**Exercise goal**
Print all the data below exactly, without images.

—————

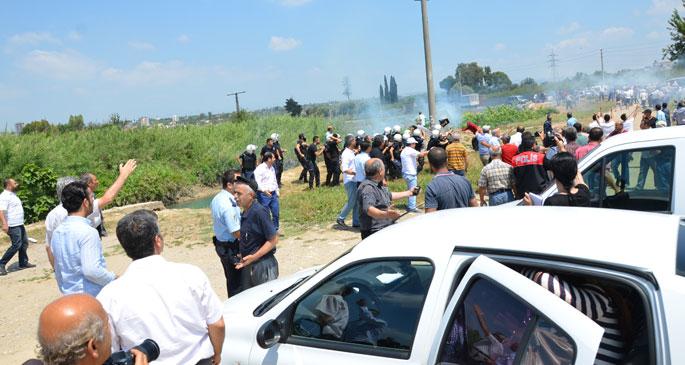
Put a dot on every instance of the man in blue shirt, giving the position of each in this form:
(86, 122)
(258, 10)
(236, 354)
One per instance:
(80, 266)
(258, 238)
(226, 224)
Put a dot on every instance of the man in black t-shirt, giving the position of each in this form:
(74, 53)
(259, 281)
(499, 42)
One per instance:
(312, 153)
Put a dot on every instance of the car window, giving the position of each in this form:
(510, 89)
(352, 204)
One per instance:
(492, 326)
(370, 305)
(639, 179)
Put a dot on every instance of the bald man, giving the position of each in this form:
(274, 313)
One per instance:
(74, 329)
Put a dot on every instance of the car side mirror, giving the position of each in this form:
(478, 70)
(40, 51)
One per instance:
(269, 334)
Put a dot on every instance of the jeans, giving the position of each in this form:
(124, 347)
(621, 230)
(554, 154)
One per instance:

—————

**Result**
Put a dot on every instance of the man in blue shirt, giving the position of each in this form:
(86, 122)
(258, 10)
(236, 354)
One per instance:
(80, 266)
(258, 238)
(226, 224)
Put a dot on every instance of the man in black t-shirt, giving the position of each in this form:
(74, 53)
(259, 281)
(499, 42)
One per instance:
(312, 153)
Put a dot on every instance of the car window, giving the position of each in this form:
(510, 89)
(352, 204)
One per instance:
(492, 326)
(370, 305)
(639, 179)
Put a dot on every instance of the bald man, giving the position of each in this form:
(274, 313)
One per instance:
(74, 329)
Put a dot on every instance of the car side mirror, giving the position of each in this form:
(478, 70)
(40, 51)
One per instance:
(269, 334)
Put a dot on every instance of the jeans, giving the position of each in this form:
(124, 347)
(621, 230)
(554, 154)
One per instance:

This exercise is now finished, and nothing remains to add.